**Raw records:**
↓

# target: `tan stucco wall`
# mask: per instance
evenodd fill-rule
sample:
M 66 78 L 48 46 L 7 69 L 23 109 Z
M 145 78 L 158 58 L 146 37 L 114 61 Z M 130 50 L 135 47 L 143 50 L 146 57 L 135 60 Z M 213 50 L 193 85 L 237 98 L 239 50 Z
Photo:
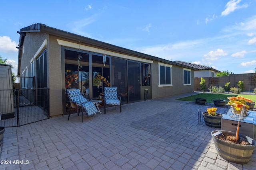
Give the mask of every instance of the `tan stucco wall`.
M 50 116 L 52 117 L 62 114 L 60 46 L 58 44 L 55 38 L 49 36 L 46 33 L 27 33 L 24 41 L 24 53 L 20 65 L 20 76 L 23 70 L 27 66 L 28 76 L 31 76 L 30 61 L 44 40 L 47 40 L 47 76 L 49 78 L 47 80 L 47 87 L 50 89 L 49 107 Z M 34 70 L 36 70 L 36 59 L 34 59 L 33 60 L 35 63 Z M 36 76 L 36 72 L 35 71 L 34 73 Z
M 35 38 L 35 36 L 36 38 Z M 49 36 L 49 37 L 48 37 Z M 44 41 L 47 39 L 47 72 L 48 76 L 48 87 L 50 88 L 49 107 L 51 117 L 62 115 L 66 112 L 63 97 L 65 96 L 64 61 L 62 61 L 61 47 L 57 39 L 77 43 L 77 42 L 66 38 L 40 33 L 28 33 L 25 38 L 24 45 L 29 44 L 30 48 L 26 50 L 29 51 L 22 59 L 21 68 L 24 68 L 26 63 L 30 65 L 32 57 L 40 47 Z M 35 38 L 37 41 L 33 41 Z M 29 47 L 27 45 L 28 48 Z M 25 51 L 26 53 L 26 51 Z M 24 55 L 25 56 L 25 55 Z M 30 57 L 31 56 L 31 57 Z M 118 57 L 118 56 L 116 56 Z M 172 86 L 158 87 L 158 62 L 153 61 L 151 66 L 151 98 L 157 98 L 172 95 L 184 94 L 194 91 L 194 72 L 191 70 L 191 85 L 183 85 L 183 68 L 172 65 Z M 22 72 L 22 71 L 21 71 Z
M 189 93 L 194 91 L 194 70 L 191 70 L 191 85 L 183 85 L 183 68 L 174 65 L 172 67 L 172 86 L 158 87 L 158 63 L 154 61 L 151 65 L 152 99 Z
M 49 63 L 48 63 L 49 67 L 48 84 L 50 116 L 52 117 L 63 113 L 62 106 L 64 104 L 62 95 L 61 47 L 58 44 L 56 37 L 50 35 L 49 39 L 47 45 L 47 57 L 49 59 Z

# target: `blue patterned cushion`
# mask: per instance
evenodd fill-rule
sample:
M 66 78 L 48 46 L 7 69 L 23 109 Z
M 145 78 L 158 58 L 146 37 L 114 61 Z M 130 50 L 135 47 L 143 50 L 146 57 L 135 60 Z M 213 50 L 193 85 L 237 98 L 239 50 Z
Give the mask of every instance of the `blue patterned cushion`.
M 112 105 L 120 105 L 120 100 L 118 99 L 112 100 L 106 100 L 106 104 L 110 104 Z
M 74 102 L 76 105 L 79 106 L 81 106 L 81 102 L 81 102 L 82 104 L 87 103 L 88 102 L 87 100 L 82 95 L 72 97 L 72 98 L 70 98 L 70 102 Z
M 80 95 L 80 90 L 79 89 L 76 89 L 74 90 L 71 90 L 68 91 L 68 95 L 69 98 L 71 98 L 73 97 L 77 96 Z
M 83 108 L 85 109 L 88 116 L 93 115 L 97 112 L 96 106 L 92 102 L 88 102 L 83 104 Z
M 105 92 L 104 97 L 106 100 L 113 100 L 117 99 L 117 93 L 116 92 Z
M 116 92 L 117 88 L 116 87 L 105 87 L 104 92 Z

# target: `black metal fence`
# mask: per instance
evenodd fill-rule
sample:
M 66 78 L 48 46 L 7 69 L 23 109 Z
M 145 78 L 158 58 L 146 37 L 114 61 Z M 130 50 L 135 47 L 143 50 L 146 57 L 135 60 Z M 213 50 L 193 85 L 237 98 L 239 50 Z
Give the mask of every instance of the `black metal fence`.
M 0 126 L 20 126 L 49 119 L 49 89 L 0 90 Z

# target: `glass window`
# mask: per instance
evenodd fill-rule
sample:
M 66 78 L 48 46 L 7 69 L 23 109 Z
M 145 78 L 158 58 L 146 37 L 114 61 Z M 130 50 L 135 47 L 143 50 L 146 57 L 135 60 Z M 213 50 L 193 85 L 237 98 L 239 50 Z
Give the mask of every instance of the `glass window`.
M 158 86 L 172 86 L 172 66 L 162 63 L 159 64 Z
M 190 82 L 190 70 L 184 68 L 184 85 L 191 85 Z
M 141 64 L 141 73 L 142 74 L 142 86 L 150 85 L 150 65 L 146 64 Z
M 117 87 L 117 92 L 122 98 L 122 102 L 127 102 L 128 101 L 127 61 L 113 57 L 111 62 L 112 87 Z

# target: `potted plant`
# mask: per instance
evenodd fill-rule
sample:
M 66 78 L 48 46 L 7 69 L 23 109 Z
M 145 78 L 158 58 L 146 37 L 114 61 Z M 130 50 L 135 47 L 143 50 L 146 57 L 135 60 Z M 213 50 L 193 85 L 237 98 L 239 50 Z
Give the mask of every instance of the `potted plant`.
M 230 117 L 238 121 L 236 132 L 215 131 L 211 133 L 217 152 L 224 159 L 240 164 L 249 162 L 256 145 L 252 139 L 239 134 L 239 122 L 247 116 L 248 106 L 246 102 L 251 100 L 242 96 L 228 98 L 231 106 Z
M 255 106 L 255 102 L 252 102 L 251 103 L 246 102 L 246 104 L 248 105 L 250 109 L 251 110 L 253 110 L 254 109 L 254 106 Z
M 206 112 L 202 113 L 204 123 L 207 126 L 214 127 L 221 127 L 222 114 L 216 113 L 216 107 L 208 108 Z

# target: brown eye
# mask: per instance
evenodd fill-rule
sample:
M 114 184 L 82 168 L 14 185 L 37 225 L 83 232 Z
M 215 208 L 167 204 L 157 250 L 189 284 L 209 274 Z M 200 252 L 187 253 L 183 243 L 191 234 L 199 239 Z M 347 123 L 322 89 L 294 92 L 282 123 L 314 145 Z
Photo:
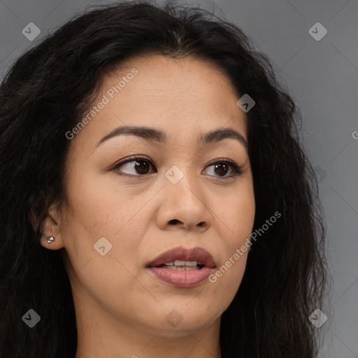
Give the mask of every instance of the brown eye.
M 128 175 L 143 176 L 149 173 L 151 165 L 151 162 L 146 158 L 135 158 L 118 164 L 114 169 L 120 169 L 120 171 Z
M 233 162 L 227 160 L 216 162 L 208 166 L 208 168 L 210 167 L 213 167 L 214 169 L 212 171 L 213 171 L 214 173 L 217 174 L 214 175 L 213 176 L 218 176 L 219 178 L 231 178 L 243 173 L 243 170 L 239 166 Z M 231 174 L 227 176 L 230 169 Z

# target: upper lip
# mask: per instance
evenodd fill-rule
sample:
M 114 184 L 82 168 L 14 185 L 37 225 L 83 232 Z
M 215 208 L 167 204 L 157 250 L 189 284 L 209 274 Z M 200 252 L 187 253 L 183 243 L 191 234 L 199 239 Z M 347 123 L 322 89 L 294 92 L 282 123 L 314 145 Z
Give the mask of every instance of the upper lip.
M 215 262 L 213 256 L 205 249 L 202 248 L 186 249 L 182 246 L 174 248 L 163 252 L 148 266 L 155 267 L 175 260 L 197 261 L 198 263 L 202 264 L 206 267 L 212 268 L 215 267 Z

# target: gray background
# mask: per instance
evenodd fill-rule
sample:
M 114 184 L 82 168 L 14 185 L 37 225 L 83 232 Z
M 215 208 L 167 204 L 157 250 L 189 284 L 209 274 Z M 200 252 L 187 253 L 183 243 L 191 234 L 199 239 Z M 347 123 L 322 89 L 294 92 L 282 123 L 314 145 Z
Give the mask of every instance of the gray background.
M 0 1 L 1 78 L 25 50 L 75 12 L 95 3 L 107 3 Z M 226 15 L 241 27 L 254 40 L 256 49 L 269 56 L 301 110 L 306 149 L 319 175 L 334 281 L 331 304 L 326 310 L 320 308 L 328 316 L 317 329 L 326 337 L 320 354 L 324 358 L 358 357 L 358 1 L 206 0 L 190 3 L 209 10 L 215 4 L 217 15 Z M 320 41 L 308 32 L 317 22 L 327 30 Z M 33 41 L 22 33 L 29 22 L 41 31 Z M 313 31 L 317 36 L 322 34 L 320 29 Z

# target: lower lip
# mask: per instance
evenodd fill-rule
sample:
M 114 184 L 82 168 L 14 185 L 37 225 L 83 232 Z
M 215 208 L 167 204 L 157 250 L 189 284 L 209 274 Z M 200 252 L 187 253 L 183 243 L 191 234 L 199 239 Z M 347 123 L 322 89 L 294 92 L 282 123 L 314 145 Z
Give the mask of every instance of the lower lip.
M 155 277 L 164 282 L 177 287 L 193 287 L 205 281 L 214 271 L 209 267 L 197 270 L 177 271 L 162 267 L 149 267 L 149 271 Z

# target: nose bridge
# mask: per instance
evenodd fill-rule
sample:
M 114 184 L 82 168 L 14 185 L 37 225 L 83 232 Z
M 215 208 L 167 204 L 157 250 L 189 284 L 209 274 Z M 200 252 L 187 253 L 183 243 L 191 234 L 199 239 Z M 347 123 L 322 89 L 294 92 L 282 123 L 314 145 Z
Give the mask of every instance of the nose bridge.
M 180 164 L 179 164 L 180 165 Z M 202 210 L 206 206 L 203 203 L 202 190 L 200 189 L 199 178 L 193 173 L 190 165 L 182 165 L 179 167 L 173 165 L 166 172 L 165 176 L 169 182 L 166 183 L 166 195 L 175 199 L 176 205 L 182 201 L 186 205 L 180 205 L 182 208 L 192 210 L 190 206 Z

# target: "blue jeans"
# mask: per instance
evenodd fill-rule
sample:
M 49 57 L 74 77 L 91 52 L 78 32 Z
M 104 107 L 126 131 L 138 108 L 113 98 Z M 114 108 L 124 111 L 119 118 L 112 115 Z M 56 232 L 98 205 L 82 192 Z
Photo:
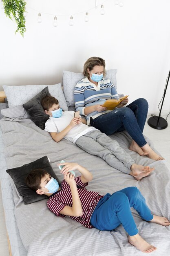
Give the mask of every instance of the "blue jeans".
M 138 233 L 130 207 L 148 221 L 153 218 L 145 199 L 135 186 L 126 188 L 110 195 L 108 193 L 96 206 L 91 219 L 91 224 L 100 230 L 112 230 L 122 224 L 130 236 Z
M 148 110 L 147 101 L 138 99 L 126 107 L 117 108 L 93 119 L 91 118 L 90 124 L 106 135 L 125 129 L 137 144 L 142 147 L 147 143 L 142 132 Z

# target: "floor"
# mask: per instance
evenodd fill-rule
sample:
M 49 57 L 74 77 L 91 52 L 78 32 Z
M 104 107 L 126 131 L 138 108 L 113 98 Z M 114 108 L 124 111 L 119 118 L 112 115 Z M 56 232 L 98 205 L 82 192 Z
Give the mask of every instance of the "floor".
M 148 116 L 148 119 L 150 116 Z M 166 118 L 166 116 L 162 116 Z M 157 149 L 166 159 L 167 165 L 170 166 L 170 117 L 168 119 L 169 126 L 166 129 L 158 130 L 150 127 L 146 123 L 144 134 L 150 139 Z M 0 189 L 0 255 L 9 256 L 7 231 Z

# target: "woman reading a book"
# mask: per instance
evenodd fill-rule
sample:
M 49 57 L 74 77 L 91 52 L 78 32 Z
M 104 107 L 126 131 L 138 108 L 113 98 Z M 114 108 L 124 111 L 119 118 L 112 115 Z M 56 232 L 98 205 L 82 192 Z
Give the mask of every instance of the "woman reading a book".
M 119 101 L 119 97 L 112 81 L 104 77 L 104 60 L 90 58 L 84 63 L 83 73 L 85 77 L 77 84 L 74 96 L 76 110 L 86 117 L 87 124 L 107 135 L 125 129 L 132 139 L 130 150 L 155 160 L 163 159 L 150 147 L 142 134 L 148 113 L 146 100 L 138 99 L 124 107 L 128 103 L 126 97 L 113 110 L 108 110 L 102 106 L 106 100 Z

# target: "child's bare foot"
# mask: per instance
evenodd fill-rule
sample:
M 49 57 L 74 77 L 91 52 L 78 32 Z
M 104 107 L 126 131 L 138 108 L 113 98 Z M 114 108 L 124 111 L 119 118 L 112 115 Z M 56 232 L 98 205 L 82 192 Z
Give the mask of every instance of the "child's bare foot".
M 150 221 L 154 222 L 162 226 L 169 226 L 170 225 L 170 222 L 165 217 L 160 217 L 157 215 L 153 215 L 153 219 Z
M 141 148 L 144 151 L 148 153 L 147 156 L 149 158 L 151 158 L 151 159 L 153 159 L 156 161 L 164 159 L 163 157 L 161 157 L 155 153 L 148 144 L 146 144 L 146 145 L 145 145 L 143 147 L 141 147 Z
M 157 249 L 156 247 L 150 245 L 146 242 L 139 234 L 135 236 L 129 236 L 128 240 L 130 244 L 143 252 L 146 253 L 152 252 Z
M 129 149 L 132 150 L 133 151 L 137 152 L 139 155 L 144 156 L 148 155 L 148 152 L 144 152 L 142 149 L 138 146 L 133 139 L 132 140 L 132 143 L 130 146 Z
M 140 180 L 150 174 L 154 168 L 150 168 L 149 166 L 143 166 L 136 164 L 134 164 L 130 167 L 130 174 L 132 175 L 137 180 Z

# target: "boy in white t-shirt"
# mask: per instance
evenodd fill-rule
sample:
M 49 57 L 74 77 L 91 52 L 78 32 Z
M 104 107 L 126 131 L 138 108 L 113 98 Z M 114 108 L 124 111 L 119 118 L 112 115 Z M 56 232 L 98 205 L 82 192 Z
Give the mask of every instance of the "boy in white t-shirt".
M 45 124 L 45 130 L 50 133 L 56 142 L 63 138 L 69 140 L 137 180 L 148 176 L 154 169 L 135 164 L 116 141 L 94 127 L 83 124 L 84 119 L 80 117 L 74 117 L 74 111 L 63 112 L 58 100 L 54 97 L 47 96 L 42 100 L 42 104 L 45 113 L 49 116 Z

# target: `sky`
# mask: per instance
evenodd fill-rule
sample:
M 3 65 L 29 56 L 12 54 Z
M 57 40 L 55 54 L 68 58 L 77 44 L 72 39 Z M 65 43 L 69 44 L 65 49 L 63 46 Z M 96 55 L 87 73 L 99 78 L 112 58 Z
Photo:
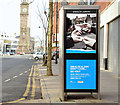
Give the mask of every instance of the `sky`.
M 0 34 L 6 33 L 13 36 L 16 33 L 20 35 L 20 3 L 21 0 L 0 0 Z M 43 3 L 48 8 L 49 0 L 34 0 L 29 6 L 31 36 L 39 36 L 41 40 L 44 38 L 44 32 L 42 24 L 38 20 L 37 5 L 42 10 Z

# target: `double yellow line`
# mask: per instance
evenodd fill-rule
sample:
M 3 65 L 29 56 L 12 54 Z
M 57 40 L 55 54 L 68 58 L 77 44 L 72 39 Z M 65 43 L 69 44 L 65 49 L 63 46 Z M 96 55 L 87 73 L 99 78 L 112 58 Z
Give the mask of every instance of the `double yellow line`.
M 27 83 L 27 86 L 26 86 L 26 90 L 23 94 L 23 97 L 28 96 L 31 85 L 32 85 L 31 99 L 34 99 L 34 97 L 35 97 L 35 72 L 36 72 L 36 66 L 32 65 L 32 68 L 31 68 L 31 71 L 30 71 L 30 74 L 29 74 L 29 77 L 28 77 L 28 83 Z M 32 73 L 33 73 L 33 77 L 32 77 Z M 32 77 L 32 84 L 31 84 L 31 77 Z M 26 98 L 20 98 L 18 100 L 10 101 L 10 102 L 7 102 L 7 103 L 17 103 L 17 102 L 23 101 L 25 99 Z

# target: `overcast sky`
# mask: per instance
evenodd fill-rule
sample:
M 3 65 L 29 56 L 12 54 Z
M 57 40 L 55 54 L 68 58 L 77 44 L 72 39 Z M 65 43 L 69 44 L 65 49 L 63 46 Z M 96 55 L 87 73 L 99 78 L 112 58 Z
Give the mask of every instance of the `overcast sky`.
M 37 5 L 42 9 L 43 2 L 46 2 L 48 8 L 49 0 L 34 0 L 29 6 L 31 36 L 41 36 L 41 39 L 43 29 L 39 28 L 41 23 L 37 17 Z M 0 34 L 20 35 L 20 3 L 21 0 L 0 0 Z

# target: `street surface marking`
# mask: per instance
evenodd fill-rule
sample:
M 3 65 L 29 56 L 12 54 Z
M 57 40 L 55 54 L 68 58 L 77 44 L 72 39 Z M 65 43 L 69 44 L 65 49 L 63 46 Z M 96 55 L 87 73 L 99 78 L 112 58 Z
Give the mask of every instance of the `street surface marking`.
M 27 71 L 25 71 L 25 73 L 27 73 Z
M 11 79 L 7 79 L 7 80 L 5 80 L 5 82 L 8 82 L 8 81 L 10 81 Z
M 17 103 L 17 102 L 23 101 L 23 100 L 25 100 L 25 98 L 20 98 L 20 99 L 18 99 L 18 100 L 10 101 L 10 102 L 7 102 L 7 103 Z
M 19 74 L 19 75 L 23 75 L 23 73 Z
M 40 69 L 40 70 L 47 70 L 47 69 Z
M 27 84 L 27 87 L 26 87 L 26 90 L 25 90 L 25 93 L 23 94 L 23 96 L 27 96 L 28 93 L 29 93 L 30 85 L 31 85 L 31 76 L 32 76 L 32 72 L 33 72 L 33 65 L 32 65 L 32 68 L 31 68 L 31 72 L 30 72 L 30 74 L 29 74 L 28 84 Z
M 18 76 L 14 76 L 13 78 L 17 78 Z
M 31 98 L 34 99 L 35 97 L 35 70 L 36 70 L 36 66 L 34 66 L 34 72 L 33 72 L 33 84 L 32 84 L 32 94 L 31 94 Z

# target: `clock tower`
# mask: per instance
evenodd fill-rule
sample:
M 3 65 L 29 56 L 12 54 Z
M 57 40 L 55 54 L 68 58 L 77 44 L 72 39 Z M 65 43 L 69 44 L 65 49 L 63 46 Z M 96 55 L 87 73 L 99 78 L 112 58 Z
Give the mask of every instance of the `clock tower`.
M 29 3 L 22 0 L 20 4 L 20 38 L 18 52 L 30 53 Z

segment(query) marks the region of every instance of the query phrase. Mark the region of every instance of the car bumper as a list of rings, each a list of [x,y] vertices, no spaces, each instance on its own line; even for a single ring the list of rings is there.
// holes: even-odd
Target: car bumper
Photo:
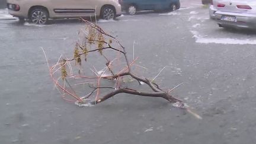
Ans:
[[[17,5],[20,7],[20,4],[18,2],[8,2],[7,4],[7,8],[8,9],[8,13],[9,14],[13,15],[14,17],[27,17],[27,15],[24,14],[27,14],[27,12],[25,11],[24,8],[23,8],[22,7],[18,9],[18,10],[15,10],[14,8],[12,8],[10,5]]]
[[[222,26],[231,26],[242,28],[256,28],[256,15],[249,14],[241,14],[228,12],[215,12],[216,21]],[[228,21],[222,20],[222,17],[235,17],[235,21]]]

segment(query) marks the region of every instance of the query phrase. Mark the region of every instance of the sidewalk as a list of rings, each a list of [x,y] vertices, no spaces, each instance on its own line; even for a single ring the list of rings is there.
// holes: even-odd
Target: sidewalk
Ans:
[[[0,20],[14,20],[17,18],[12,17],[8,12],[8,9],[0,9]]]

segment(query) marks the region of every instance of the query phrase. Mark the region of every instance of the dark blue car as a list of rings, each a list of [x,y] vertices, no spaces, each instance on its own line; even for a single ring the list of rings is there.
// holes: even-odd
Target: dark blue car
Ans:
[[[130,15],[142,10],[175,11],[180,8],[180,0],[119,0],[123,10]]]

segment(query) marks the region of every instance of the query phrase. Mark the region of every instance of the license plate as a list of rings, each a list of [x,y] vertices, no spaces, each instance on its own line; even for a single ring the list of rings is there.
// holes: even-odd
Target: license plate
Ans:
[[[235,17],[223,15],[223,16],[222,16],[222,18],[221,18],[221,20],[223,21],[236,21],[236,17]]]

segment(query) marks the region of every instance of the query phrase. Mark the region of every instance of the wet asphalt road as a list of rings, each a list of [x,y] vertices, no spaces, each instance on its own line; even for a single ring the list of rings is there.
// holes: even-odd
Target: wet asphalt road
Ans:
[[[1,21],[0,143],[254,143],[255,33],[220,28],[201,7],[98,23],[130,58],[135,41],[144,75],[166,66],[156,79],[161,87],[184,82],[173,94],[203,120],[162,99],[126,94],[91,107],[67,103],[53,89],[40,47],[51,64],[70,55],[82,23]]]

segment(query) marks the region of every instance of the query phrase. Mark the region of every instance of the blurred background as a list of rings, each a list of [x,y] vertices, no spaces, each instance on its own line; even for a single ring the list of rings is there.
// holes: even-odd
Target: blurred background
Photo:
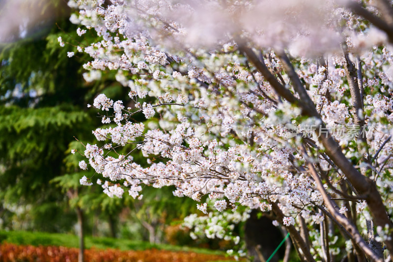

↑

**Set task:** Copy out only the part of the records that opens with the line containing "# target: upper lip" and closes with the line containing "M 215 262 L", with both lines and the requests included. Shift every coordinate in the answer outline by adding 104, and leave the sample outlines as they are.

**Task answer:**
# target: upper lip
# mask: per instance
evenodd fill-rule
sample:
M 114 184 L 82 168 L 14 185 L 37 225 L 83 232 Z
M 215 208 L 167 204 L 157 250 L 189 284 L 209 274 Z M 200 252 L 187 253 L 183 243 L 191 234 L 199 239 Z M 347 123 L 322 89 L 294 92 L 282 123 L 314 145 Z
Give the mask of every instance of the upper lip.
M 319 366 L 317 360 L 309 353 L 306 352 L 290 353 L 286 350 L 278 352 L 267 356 L 252 370 L 259 371 L 279 364 L 301 365 L 302 367 L 306 368 L 310 371 L 316 372 L 319 371 Z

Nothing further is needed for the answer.